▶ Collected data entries
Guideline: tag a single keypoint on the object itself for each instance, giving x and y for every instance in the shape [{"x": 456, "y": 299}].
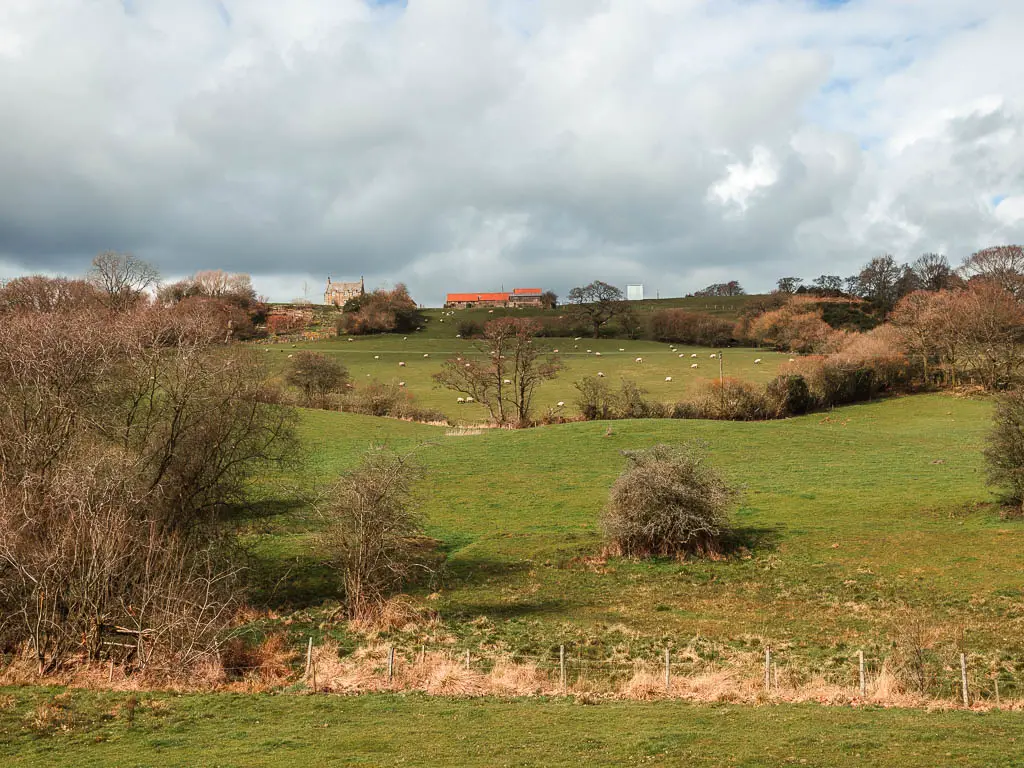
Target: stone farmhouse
[
  {"x": 518, "y": 297},
  {"x": 339, "y": 293}
]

▶ Task to carry out
Render the lines above as a Markdown table with two columns, Row and Line, giving each line a row number and skipping any blank lines. Omit the pictures from the table.

▶ Output of the exercise
| Row | Line |
|---|---|
| 1 | Guideline: tag a single keypoint on the object itself for each instance, giving x and y for every instance in the shape [{"x": 456, "y": 299}]. |
| 2 | Target: stone farmhouse |
| 3 | [ |
| 4 |   {"x": 518, "y": 297}, |
| 5 |   {"x": 339, "y": 293} |
| 6 | ] |